Position identification records:
** START **

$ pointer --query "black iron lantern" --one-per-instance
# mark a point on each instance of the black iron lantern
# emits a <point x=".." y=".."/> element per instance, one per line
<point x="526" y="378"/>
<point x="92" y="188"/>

** END **

- [What is being asked]
Every record shown above should be written out again exactly.

- [Output for this task]
$ pointer --query "black iron lantern" --one-per-instance
# mark a point on each instance of the black iron lantern
# emits a <point x=".." y=".."/> element per instance, one per line
<point x="526" y="378"/>
<point x="92" y="188"/>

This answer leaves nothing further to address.